━━━ THE RECORDS

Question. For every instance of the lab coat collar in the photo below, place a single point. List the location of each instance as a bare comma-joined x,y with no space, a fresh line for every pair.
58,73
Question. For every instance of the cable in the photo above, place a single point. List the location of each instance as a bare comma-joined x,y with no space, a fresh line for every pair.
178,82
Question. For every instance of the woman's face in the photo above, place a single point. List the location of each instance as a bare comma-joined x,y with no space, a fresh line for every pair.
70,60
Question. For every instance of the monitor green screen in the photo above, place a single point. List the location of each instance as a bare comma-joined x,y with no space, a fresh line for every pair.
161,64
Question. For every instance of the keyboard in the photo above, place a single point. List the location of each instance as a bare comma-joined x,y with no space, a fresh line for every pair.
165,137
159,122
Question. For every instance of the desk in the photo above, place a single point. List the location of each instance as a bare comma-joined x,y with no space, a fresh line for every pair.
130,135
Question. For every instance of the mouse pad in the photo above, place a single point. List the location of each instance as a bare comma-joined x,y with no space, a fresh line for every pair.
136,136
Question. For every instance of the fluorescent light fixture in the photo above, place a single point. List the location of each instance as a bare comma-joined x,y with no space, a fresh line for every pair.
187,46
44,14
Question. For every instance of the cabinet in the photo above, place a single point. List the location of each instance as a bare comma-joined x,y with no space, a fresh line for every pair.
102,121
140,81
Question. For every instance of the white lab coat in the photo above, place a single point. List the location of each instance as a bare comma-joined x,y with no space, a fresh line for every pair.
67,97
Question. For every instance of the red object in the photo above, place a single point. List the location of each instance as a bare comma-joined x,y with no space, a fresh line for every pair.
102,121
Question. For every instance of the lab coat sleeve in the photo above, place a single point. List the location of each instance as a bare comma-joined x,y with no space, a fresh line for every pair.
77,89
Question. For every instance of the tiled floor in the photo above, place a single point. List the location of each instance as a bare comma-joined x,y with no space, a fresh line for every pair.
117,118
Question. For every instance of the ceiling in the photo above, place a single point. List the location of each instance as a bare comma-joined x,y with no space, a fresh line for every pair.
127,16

━━━━━━

**EXERCISE DESCRIPTION**. Every one of the entries must be printed exactly.

**EXPECTED OUTPUT**.
Question. For every instance of the lab coat collar in the photo below, place a single point. List the location of each instance as a bare comma-joined x,y with no space, a fresh line for every pair.
58,73
Question. For every instance of the cable in the photo above, place a single point. List the location of each instance as a bare comma-joined x,y with no space, a fresh line for every pair.
178,82
Question. For every instance of the woman's face in the photo above, place a single point. List the location of each instance as a bare comma-joined x,y with no space, a fresh line for every pair.
70,60
Question. For every instance of the monitor green screen in the photo above, place a single point. List the location of each instance as a bare comma-joined x,y with no space, a fresh line for every pair.
161,64
Question. For every instance of the keyboard in the photo above, place a single point. List the location of each instance as a bare comma-joined x,y with no space, a fresh line for every pair.
165,137
159,122
Question. For every instance of the desk in the photo above, place a single point. List the location of each instance as a bare comma-joined x,y with no space, a fresh line for every pair.
130,135
Question. For every instance of the mouse pad in the photo above, place a single point. List the location of each instance as a bare comma-joined x,y with no space, a fresh line for every pair.
136,136
Question. For every instance of the fluorescent light fixture in the photo above, place a single point. List the location of each instance as a bare comma-joined x,y with no space, a fresh line for every pair.
187,46
44,14
Question. For every instance of the cabinet in the photo above, place a single point. List the location of each instance as a bare comma-joined x,y with no space, a fresh line for every pair.
102,121
140,81
Question. For every instance of the white lab coat in the photo above, place a single point. List the location of each instance as a bare comma-joined x,y with no space, a fresh line for every pair.
67,97
Question. For every instance of the red object in the photo above, place a single point. List the location of each instance as a bare comma-joined x,y with no space, a fresh line for every pair.
102,121
Question. For every instance of the lab coat sleeve in the photo above, place a single point. List the location of each instance as a bare comma-joined x,y with no space, a fresh line for every pair.
77,89
Question. For every instance of the tiled floor in the photo above, place a single point. List the location of each instance as a bare comma-joined x,y with no space, a fresh line for every pair.
117,118
Question. For every instance of the ceiling in the photo above, place a single point. List the location of each instance as a bare comma-joined x,y with no space, a fresh line for every pair.
127,16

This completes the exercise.